- _Sumber_:
=-=-=-=-=

Hampir satu juta Muslim Rohingya tinggal di berbagai kamp di distrik Cox's Bazar dekat perbatasan Myanmar- Bangladesh setelah melarikan diri untuk menghindari pembantaian militer pada 2017 yang terjadi Myanmar yang mayoritas beragama Buddha.
Dua puluh pengungsi Muslim Rohingya dan tujuh pejabat Bangladesh mengunjungi Maungdaw Township dan desa-desa terdekat di Negara Bagian Rakhine pada Jumat untuk mengecek rencana pemukiman kembali pengungsi Rohingya di Myanmar.
Namun Rohingya mengaku tidak puas setelah melihat persiapan repatriasi. Mereka menyatakan tak akan kembali kecuali terjamin keamanannya dan mendapatkan status kewarganegaraan.
"Kami tidak ingin disekap di kamp-kamp. Kami ingin mendapatkan lagi tanah kami dan kami akan membangun rumah kami sendiri di sana," kata Oli Hossain, salah satu pengungsi yang mengunjungi Rakhine, kepada Reuters.

=-=-=-=-=

- _Yang Diperlukan_: Sebutkan semua nama tempat geografis yang muncul dalam teks tentang pengungsi Rohingya. Materi di bawah ini diambil dari sumber yang berbeda.

- _Informasi yang Diberikan_:
=-=-=-=-=

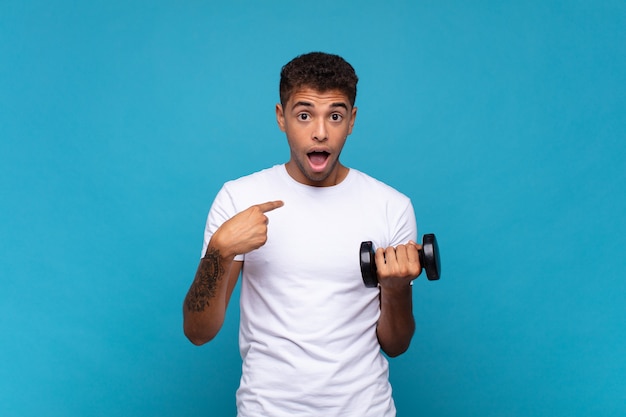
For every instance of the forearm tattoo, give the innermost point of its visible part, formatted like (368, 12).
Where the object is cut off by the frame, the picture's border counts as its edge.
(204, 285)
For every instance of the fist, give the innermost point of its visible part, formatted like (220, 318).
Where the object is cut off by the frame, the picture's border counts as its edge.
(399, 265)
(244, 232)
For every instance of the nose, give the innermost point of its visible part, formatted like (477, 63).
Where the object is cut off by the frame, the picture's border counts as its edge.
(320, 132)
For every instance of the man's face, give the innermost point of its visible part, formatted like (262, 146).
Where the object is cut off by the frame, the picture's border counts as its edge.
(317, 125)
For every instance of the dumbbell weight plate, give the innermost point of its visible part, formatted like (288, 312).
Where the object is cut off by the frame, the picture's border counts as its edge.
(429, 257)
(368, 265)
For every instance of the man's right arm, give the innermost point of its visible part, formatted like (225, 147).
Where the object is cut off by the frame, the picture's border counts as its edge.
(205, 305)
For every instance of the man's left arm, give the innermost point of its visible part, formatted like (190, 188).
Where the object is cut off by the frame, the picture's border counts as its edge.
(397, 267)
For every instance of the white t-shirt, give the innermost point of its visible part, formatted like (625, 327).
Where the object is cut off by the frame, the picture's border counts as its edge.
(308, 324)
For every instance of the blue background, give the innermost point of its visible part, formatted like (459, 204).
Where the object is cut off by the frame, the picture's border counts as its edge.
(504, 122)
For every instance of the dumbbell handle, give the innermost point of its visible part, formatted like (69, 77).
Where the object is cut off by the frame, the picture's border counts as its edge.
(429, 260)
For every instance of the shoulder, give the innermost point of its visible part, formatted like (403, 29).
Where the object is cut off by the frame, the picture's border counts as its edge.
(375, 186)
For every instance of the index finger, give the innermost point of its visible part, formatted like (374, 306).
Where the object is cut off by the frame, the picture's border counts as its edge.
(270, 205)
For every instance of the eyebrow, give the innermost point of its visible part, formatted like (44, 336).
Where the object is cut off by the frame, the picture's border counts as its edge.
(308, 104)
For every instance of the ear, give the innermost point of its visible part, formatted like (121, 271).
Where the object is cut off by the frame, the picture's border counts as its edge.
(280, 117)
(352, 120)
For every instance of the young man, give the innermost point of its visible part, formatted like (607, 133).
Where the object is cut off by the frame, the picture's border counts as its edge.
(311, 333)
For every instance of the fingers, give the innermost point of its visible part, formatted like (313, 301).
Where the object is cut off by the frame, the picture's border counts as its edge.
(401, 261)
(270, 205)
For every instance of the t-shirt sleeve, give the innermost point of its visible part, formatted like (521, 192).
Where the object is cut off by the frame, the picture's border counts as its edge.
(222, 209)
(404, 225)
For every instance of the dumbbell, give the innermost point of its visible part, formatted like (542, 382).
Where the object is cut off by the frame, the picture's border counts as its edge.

=-=-=-=-=

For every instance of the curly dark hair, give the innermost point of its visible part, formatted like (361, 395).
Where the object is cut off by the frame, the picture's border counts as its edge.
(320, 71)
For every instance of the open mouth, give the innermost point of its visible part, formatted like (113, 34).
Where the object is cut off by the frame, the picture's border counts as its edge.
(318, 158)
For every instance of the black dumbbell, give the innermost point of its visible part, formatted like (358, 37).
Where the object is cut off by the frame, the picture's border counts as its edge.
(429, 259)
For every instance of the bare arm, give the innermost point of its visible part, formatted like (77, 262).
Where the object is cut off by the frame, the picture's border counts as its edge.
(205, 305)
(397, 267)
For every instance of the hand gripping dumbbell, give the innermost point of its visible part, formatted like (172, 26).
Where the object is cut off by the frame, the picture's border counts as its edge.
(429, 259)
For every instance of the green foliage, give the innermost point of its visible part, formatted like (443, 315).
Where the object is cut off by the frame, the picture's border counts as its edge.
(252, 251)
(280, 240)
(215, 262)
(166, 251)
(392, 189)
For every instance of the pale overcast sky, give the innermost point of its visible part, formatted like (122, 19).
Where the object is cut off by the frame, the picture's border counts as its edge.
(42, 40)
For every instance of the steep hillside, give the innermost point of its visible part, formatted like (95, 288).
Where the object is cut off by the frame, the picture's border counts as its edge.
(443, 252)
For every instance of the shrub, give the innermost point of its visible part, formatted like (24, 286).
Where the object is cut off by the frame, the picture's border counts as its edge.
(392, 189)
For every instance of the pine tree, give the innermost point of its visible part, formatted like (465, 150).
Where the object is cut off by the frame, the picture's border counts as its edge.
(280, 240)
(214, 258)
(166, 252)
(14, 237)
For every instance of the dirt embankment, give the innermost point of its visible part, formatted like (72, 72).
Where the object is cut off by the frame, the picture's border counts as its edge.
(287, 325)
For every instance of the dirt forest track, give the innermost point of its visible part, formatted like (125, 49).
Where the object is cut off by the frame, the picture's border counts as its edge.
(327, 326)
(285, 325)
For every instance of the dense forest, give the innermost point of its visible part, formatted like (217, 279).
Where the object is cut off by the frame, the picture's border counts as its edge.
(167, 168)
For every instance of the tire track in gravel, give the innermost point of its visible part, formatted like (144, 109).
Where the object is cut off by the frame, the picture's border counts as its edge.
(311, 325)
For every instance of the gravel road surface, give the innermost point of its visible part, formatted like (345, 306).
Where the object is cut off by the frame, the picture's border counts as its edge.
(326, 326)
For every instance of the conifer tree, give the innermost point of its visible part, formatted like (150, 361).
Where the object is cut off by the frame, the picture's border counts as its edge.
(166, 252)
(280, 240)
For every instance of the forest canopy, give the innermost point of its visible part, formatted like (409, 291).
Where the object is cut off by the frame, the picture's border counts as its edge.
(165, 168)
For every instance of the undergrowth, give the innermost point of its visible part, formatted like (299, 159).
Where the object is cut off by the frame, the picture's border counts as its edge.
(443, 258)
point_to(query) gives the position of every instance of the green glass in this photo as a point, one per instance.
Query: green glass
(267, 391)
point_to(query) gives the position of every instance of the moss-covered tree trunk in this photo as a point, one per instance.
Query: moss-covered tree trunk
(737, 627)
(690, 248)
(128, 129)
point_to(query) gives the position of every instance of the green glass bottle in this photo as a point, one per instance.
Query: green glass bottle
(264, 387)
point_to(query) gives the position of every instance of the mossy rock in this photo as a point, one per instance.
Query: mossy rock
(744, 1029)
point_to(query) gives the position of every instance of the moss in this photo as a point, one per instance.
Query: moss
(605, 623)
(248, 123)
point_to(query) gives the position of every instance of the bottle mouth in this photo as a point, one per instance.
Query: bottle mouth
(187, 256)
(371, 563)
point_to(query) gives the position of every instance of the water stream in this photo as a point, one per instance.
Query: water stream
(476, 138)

=-=-=-=-=

- _Hasil Latihan_: Cox's Bazar, Myanmar, Bangladesh, Maungdaw Township, Negara Bagian Rakhine